● **Extract**:
AdaBoost Regressor, short for Adaptive Boosting Regressor, is a machine learning algorithm used for regression tasks. The algorithm iteratively trains a series of weak regressors, each focusing on the instances that were mis predicted by the previous regressors, to improve the overall prediction accuracy. In AdaBoost Regressor, each weak regressor is trained on a subset of the training data. During training, the algorithm assigns weights to each instance, with initially equal weights for all instances. In each iteration, a weak regressor is trained on the weighted training data, and the weights are adjusted based on the performance of the regressor. Instances that are mispredicted by the current regressor are given higher weights, while correctly predicted instances are given lower weights. This emphasizes the importance of the mispredicted instances in subsequent iterations. During prediction, the weak regressors are combined by assigning weights to their predictions. The final prediction is obtained by aggregating the weighted predictions of all the weak regressors. The weights are determined based on the performance of each regressor during training. The regressors with better performance are given higher weights, indicating their greater influence on the final prediction. AdaBoost Regressor has several advantages. It can handle complex relationships in the data and is resistant to overfitting. By focusing on mispredicted instances, it iteratively improves the model's ability to capture difficult patterns in the data.

● **Data records**:
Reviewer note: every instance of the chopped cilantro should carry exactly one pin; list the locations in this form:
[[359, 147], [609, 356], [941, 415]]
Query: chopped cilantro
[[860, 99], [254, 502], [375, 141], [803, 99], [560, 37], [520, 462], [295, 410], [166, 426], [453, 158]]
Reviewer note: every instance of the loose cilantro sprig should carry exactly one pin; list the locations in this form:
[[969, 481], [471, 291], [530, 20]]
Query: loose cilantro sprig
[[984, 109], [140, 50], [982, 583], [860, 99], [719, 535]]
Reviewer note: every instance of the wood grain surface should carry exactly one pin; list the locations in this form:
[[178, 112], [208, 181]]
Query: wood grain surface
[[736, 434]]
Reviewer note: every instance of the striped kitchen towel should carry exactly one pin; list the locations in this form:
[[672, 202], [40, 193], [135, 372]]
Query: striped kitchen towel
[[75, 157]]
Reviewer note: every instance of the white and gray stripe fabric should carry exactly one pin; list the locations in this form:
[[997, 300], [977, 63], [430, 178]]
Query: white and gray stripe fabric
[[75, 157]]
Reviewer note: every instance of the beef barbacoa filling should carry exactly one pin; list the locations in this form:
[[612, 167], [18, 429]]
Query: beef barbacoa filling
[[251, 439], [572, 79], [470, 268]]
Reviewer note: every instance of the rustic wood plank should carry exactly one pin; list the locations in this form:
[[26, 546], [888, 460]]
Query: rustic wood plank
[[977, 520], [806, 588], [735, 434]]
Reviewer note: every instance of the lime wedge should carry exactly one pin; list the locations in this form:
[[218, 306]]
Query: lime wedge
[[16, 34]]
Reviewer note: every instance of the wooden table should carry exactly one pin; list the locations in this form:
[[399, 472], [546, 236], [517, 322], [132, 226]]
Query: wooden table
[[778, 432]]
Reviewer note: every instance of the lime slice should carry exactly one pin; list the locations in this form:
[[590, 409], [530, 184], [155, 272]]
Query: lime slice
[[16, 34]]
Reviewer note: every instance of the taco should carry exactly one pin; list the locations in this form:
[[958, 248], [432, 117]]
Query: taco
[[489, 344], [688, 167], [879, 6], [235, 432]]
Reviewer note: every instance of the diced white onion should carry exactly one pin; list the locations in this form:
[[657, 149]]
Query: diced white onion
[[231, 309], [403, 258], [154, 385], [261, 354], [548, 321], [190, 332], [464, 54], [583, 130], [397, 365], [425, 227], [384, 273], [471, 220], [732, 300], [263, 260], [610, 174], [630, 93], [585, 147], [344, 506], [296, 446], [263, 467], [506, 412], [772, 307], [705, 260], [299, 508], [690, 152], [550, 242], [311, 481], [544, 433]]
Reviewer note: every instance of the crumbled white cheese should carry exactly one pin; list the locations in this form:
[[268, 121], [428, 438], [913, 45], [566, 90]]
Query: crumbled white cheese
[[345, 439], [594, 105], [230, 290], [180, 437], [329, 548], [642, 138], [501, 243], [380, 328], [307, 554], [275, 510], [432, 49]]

● **Directive**:
Answer these questions using the AdaBoost Regressor text above:
1. How are the weights of the training instances set at the start?
2. How are the weights of mispredicted instances adjusted?
3. Which weak regressors get higher weights when predictions are combined?

● **Solution to this problem**:
1. All instances start with equal weights.
2. They are given higher weights.
3. The regressors that performed better during training.